Clustering / KNN-classification


Classification allows you to assign unknown samples to different groups. The classic example of KNN classification is the study by Golub et al., where leukemia samples were classified into two groups. In general classification consists of several steps:

  1. Using a set of known samples (training set), build a classifier i.e. a set of genes which best differentiate between two (or more) groups.
  2. Test the performance of the classifier by using a separate test set of known samples, or by cross-validation. In cross-validation one sample is removed from the training set and the performance of the classifier is tested with that sample. This is repeated for all the samples.
  3. Use the classifier to predict the group for new, unknown samples.

Chipster's KNN-classification allows you to do steps 2 and 3. For selecting the group of genes to be used (step 1), please run a statistical test (e.g. two-group test) on your training set before this tool.



For running the KNN-classification tool, you need to add a column called "training" in the phenodata file. This column is used for indicating which samples belong to the training set (code them with 1) and which samples belong to a separate test set or need to be classified (code them with 2).

If you want to validate the classifier with a test set or classify new samples, set the validation type parameter to "predict". You can also define how many nearest neighbors are used in the classification. Results depend heavily on this number, and it is best to try several different settings. It is also possible to modify the number of votes needed to give a classification for a sample. If the number of samples voting for a certain group is larger than this parameter, the sample is assigned to that group.

When classifying new samples, you can proceed the following way:

  1. Import the raw data files for all the samples (training set and the ones to be classified) to Chipster.
  2. Normalize the samples of the training set together and run filtering and a statistical test for them.
  3. Transform the resulting data file to a list of identifiers by removing the data columns: Run the tool Utilities / Delete columns with following parameters: column1: chip.microarray001.cel, column2: FC, deletion.type: between.
  4. Go back to the raw data and normalize now all the samples together. In the phenodata, mark the samples to be classified with 0 in the group column and 2 in the training column (the training samples are marked according to their group in the group column and with 1 in the training column).
  5. Select the normalized whole data and the identifier list and use the Venn diagram visualization to create a new data set which contains expression data for the listed genes.
  6. Run the KNN-classification tool for the new data set so that you set the validation type parameter to "predict".
Your workflow view should look like this:


A file listing all the samples, their known and their predicted classes.

• [Instructions to follow]
Reproduce the passage of the KNN-classification text that starts with the words "3. Transform the" and finishes with "FC, deletion.type: between.", copying it word for word.

• [Data supplied]

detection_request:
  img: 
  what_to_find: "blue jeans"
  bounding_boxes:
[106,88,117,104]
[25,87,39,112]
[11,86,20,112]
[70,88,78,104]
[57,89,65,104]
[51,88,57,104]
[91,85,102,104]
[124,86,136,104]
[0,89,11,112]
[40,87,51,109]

• [Task answer]
3. Transform the resulting data file to a list of identifiers by removing the data columns: Run the tool Utilities / Delete columns with following parameters: column1: chip.microarray001.cel, column2: FC, deletion.type: between.